▶ **INFORMATION PROVIDED**:
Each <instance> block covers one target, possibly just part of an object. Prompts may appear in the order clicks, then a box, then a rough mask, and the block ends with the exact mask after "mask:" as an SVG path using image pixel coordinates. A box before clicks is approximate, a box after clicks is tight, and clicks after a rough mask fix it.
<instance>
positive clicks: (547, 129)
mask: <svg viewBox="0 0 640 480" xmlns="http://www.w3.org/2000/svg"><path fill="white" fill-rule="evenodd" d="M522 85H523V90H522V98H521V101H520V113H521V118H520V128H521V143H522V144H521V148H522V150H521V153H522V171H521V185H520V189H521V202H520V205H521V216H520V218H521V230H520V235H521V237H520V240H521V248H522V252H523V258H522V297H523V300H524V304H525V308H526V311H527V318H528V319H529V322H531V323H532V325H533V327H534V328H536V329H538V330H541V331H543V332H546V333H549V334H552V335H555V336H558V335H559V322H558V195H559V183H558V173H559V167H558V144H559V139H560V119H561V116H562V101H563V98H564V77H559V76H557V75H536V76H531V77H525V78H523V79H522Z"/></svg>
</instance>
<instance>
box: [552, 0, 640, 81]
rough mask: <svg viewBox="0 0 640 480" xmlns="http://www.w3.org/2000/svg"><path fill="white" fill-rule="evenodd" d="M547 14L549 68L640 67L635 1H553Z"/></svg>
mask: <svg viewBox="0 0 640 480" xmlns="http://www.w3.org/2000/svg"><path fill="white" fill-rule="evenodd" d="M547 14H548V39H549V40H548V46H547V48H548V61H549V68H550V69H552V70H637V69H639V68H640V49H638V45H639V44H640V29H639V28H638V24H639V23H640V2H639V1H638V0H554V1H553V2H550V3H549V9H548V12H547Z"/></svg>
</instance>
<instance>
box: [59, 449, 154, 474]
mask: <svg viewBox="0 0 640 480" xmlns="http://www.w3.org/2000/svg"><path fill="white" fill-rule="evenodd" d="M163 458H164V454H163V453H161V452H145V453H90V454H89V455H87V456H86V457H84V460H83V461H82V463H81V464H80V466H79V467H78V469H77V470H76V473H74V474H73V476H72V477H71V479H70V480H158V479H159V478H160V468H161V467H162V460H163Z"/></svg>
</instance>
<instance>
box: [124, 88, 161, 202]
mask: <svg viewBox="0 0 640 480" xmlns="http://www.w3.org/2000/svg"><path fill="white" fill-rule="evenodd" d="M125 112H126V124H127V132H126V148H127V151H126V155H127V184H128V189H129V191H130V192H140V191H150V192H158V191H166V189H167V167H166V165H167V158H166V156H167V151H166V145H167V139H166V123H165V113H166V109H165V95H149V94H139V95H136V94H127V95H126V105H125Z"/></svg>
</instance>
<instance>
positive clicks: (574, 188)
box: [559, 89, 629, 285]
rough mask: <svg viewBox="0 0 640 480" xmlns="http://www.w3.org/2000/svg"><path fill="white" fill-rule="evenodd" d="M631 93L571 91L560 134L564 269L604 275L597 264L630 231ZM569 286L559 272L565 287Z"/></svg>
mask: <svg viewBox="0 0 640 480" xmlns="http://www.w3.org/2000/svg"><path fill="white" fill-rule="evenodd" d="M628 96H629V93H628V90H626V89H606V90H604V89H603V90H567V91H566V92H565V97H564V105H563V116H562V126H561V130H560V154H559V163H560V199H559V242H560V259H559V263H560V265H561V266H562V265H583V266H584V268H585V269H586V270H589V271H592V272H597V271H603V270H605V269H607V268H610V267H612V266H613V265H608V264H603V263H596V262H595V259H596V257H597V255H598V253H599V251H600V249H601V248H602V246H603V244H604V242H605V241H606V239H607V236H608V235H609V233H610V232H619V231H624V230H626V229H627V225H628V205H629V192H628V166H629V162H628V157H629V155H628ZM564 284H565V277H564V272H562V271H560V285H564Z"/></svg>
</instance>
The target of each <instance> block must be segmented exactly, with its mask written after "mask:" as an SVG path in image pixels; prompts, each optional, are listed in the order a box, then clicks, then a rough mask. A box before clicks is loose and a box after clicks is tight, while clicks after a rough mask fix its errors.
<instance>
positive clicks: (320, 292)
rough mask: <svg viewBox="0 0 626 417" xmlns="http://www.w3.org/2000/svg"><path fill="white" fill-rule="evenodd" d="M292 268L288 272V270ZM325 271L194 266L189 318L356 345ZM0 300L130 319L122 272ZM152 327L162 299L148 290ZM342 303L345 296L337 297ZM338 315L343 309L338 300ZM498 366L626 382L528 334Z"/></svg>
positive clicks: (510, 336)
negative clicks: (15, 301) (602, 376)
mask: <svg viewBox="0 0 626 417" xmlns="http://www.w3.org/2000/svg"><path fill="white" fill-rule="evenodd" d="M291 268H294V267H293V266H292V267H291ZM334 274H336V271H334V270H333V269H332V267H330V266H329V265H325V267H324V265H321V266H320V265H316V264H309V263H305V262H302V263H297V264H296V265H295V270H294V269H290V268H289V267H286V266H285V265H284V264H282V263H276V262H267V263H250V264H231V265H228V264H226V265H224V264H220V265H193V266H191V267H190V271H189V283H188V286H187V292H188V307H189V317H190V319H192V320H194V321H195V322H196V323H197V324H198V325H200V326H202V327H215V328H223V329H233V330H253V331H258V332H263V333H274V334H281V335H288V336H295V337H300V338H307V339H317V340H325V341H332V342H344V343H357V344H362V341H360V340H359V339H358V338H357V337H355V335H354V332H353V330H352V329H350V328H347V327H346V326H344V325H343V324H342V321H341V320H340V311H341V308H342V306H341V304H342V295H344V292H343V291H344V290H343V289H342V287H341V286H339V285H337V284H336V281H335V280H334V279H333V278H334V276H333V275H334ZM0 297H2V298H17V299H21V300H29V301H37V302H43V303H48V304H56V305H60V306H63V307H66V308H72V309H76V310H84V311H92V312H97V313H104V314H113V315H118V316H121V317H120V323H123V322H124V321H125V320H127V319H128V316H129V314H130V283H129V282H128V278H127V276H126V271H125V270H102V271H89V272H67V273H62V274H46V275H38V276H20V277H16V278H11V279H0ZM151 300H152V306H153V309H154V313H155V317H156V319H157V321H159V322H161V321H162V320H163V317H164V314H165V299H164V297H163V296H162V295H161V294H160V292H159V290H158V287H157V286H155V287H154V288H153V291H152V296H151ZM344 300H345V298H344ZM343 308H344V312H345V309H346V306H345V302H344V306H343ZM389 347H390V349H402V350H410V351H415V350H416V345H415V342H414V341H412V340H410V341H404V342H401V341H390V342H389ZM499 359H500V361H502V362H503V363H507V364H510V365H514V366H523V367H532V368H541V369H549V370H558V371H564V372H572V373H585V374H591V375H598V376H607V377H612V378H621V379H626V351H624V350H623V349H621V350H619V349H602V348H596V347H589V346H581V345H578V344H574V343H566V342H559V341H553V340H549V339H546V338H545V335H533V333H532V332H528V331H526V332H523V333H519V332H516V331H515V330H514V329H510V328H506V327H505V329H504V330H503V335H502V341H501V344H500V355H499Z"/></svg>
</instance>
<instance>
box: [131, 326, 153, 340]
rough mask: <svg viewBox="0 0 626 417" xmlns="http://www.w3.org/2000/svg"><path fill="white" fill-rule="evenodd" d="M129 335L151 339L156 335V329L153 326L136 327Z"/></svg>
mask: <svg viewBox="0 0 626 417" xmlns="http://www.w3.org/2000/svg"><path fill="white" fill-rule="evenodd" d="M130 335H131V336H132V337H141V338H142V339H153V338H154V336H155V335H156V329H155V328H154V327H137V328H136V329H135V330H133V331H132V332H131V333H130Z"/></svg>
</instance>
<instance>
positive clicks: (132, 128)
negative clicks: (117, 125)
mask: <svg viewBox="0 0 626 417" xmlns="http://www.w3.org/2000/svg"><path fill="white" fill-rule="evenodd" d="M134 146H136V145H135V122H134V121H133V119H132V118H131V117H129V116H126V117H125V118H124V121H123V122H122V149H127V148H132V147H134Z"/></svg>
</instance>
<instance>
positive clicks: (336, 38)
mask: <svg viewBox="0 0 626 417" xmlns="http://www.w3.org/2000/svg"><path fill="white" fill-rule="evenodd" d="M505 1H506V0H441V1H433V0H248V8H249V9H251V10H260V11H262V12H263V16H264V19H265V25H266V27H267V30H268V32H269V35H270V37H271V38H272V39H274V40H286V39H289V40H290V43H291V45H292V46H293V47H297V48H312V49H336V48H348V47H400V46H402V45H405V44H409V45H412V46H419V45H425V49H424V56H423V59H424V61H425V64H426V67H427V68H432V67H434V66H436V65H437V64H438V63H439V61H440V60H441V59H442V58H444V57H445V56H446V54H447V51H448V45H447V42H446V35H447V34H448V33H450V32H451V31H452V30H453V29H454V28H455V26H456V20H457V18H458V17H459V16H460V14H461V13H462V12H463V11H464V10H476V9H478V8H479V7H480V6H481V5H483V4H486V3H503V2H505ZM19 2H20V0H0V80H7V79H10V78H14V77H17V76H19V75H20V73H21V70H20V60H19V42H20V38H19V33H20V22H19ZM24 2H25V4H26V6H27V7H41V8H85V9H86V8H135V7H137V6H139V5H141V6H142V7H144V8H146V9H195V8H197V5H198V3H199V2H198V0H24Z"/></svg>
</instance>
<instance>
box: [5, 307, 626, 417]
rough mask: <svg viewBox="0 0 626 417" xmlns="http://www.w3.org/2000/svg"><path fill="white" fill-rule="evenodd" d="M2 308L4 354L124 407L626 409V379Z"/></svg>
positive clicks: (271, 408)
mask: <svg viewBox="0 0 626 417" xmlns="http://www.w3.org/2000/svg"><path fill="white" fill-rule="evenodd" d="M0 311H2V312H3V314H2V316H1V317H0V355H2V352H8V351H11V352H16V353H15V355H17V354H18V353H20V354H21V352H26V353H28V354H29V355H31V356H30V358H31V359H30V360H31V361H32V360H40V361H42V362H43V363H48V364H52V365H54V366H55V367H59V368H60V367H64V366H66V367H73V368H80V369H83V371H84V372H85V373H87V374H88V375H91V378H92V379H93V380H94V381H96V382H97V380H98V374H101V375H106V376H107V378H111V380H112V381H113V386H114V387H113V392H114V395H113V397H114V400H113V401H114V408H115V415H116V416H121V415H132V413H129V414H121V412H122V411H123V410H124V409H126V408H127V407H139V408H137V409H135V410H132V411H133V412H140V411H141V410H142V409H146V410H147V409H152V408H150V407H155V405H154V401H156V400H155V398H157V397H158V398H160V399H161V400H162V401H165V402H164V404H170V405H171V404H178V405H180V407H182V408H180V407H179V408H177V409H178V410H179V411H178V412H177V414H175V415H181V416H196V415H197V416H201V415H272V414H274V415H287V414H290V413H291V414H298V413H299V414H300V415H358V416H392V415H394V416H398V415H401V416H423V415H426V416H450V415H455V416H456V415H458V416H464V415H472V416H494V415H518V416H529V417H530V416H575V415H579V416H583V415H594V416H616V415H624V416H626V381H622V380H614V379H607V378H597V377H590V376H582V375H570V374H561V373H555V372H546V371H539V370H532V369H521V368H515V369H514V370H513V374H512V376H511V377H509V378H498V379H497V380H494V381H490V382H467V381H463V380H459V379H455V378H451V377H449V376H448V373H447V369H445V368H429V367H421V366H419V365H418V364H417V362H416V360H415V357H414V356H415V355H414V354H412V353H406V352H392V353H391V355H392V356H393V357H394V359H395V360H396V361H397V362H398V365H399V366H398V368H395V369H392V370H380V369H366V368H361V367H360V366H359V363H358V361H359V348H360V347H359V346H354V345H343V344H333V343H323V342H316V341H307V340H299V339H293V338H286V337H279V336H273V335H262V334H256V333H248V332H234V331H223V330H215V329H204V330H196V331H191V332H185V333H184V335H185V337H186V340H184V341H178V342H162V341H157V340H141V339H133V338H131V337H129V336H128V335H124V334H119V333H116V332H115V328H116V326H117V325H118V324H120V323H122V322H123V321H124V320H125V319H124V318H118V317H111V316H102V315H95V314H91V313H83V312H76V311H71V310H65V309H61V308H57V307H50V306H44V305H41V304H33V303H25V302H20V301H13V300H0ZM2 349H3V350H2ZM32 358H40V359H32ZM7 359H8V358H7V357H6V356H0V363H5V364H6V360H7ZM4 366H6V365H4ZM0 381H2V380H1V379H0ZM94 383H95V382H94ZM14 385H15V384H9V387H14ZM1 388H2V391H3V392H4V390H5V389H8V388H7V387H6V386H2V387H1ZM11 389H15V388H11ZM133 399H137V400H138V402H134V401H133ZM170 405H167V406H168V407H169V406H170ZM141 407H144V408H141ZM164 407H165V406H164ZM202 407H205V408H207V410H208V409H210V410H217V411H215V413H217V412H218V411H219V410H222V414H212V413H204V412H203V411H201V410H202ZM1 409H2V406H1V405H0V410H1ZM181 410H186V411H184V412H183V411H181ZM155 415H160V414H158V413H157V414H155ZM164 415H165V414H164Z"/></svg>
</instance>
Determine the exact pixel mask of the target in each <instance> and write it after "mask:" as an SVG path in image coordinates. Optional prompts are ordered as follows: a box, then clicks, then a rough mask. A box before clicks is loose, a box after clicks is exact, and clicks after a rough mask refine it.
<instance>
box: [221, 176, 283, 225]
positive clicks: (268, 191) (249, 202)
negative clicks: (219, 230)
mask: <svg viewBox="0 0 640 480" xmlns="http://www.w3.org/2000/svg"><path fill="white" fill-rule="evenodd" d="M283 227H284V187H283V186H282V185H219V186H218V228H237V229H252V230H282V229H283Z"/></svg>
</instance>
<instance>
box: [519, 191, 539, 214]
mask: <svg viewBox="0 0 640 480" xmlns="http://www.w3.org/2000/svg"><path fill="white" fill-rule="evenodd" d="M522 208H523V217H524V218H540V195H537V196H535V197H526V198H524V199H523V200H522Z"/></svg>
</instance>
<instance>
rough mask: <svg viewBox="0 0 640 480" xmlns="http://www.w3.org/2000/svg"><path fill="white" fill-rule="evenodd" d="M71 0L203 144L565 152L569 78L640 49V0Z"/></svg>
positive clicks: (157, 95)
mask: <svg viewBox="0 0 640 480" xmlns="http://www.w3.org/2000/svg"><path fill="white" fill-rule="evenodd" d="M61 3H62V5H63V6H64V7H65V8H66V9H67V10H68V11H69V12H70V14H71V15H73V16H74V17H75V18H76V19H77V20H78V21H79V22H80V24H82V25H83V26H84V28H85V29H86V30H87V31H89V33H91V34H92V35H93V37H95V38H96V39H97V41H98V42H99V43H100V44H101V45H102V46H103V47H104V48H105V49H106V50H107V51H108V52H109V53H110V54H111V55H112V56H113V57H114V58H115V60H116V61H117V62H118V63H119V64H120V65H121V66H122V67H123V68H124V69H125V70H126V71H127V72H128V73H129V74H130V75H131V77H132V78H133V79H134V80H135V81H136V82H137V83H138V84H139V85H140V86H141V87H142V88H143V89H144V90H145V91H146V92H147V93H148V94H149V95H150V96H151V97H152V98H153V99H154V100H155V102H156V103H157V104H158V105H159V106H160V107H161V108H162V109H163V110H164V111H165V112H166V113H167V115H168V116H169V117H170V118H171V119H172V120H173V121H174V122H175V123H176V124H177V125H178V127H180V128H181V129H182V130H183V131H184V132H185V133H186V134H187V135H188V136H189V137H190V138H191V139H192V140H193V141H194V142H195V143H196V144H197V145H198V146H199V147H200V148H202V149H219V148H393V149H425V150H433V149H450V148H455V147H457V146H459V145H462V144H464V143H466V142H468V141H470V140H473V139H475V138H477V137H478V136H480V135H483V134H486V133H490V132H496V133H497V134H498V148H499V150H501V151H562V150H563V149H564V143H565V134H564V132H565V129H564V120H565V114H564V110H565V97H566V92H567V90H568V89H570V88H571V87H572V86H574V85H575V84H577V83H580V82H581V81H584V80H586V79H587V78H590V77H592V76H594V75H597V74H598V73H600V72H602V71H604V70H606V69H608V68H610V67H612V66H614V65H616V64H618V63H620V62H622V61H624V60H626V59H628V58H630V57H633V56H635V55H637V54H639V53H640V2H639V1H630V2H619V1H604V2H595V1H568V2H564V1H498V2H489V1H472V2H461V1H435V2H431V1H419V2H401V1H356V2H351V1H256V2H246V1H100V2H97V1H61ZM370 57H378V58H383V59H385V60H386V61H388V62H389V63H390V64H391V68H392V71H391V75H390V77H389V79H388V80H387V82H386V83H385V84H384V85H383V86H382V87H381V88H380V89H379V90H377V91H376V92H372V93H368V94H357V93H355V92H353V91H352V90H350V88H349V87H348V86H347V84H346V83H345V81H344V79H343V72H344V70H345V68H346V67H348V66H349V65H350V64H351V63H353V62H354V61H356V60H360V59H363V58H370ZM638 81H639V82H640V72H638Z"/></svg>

▶ **PROBLEM**:
Beginning at the line with "box: [124, 88, 161, 202]" and ending at the line with "box: [559, 89, 629, 285]", reproduce each line of the data above exactly, and add no other lines.

▶ **RESPONSE**:
box: [124, 88, 161, 202]
mask: <svg viewBox="0 0 640 480" xmlns="http://www.w3.org/2000/svg"><path fill="white" fill-rule="evenodd" d="M125 112H126V124H127V132H126V148H127V151H126V155H127V184H128V189H129V191H130V192H140V191H150V192H158V191H166V189H167V167H166V165H167V158H166V156H167V151H166V145H167V139H166V123H165V113H166V109H165V95H149V94H139V95H136V94H127V95H126V105H125Z"/></svg>
</instance>
<instance>
positive clicks: (574, 188)
box: [559, 89, 629, 285]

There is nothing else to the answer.